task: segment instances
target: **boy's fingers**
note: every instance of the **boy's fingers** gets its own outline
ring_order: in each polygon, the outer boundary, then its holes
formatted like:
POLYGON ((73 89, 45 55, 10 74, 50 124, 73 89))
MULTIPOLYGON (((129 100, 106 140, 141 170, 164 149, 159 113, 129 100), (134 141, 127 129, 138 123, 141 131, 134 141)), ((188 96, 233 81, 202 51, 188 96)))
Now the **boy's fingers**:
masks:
┄┄┄┄┄┄┄┄┄┄┄┄┄┄┄┄┄┄┄┄
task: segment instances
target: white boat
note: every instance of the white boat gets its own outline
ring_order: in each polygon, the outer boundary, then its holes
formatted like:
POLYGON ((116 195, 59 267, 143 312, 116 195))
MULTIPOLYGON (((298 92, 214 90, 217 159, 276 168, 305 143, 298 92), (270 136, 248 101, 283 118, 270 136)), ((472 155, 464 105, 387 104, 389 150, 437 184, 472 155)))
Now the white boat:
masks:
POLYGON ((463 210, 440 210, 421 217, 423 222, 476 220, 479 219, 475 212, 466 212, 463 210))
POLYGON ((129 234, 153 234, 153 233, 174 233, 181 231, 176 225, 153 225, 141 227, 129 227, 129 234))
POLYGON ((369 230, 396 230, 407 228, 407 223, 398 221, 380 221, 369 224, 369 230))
┄┄┄┄┄┄┄┄┄┄┄┄┄┄┄┄┄┄┄┄
**REQUIRED TASK**
Which lines in the records above contain the word "note"? Gather every such line and copy each one out in full.

**EXERCISE RESPONSE**
note: every instance of the **boy's fingers** gets its own outline
note: every instance of the white boat gets its own outline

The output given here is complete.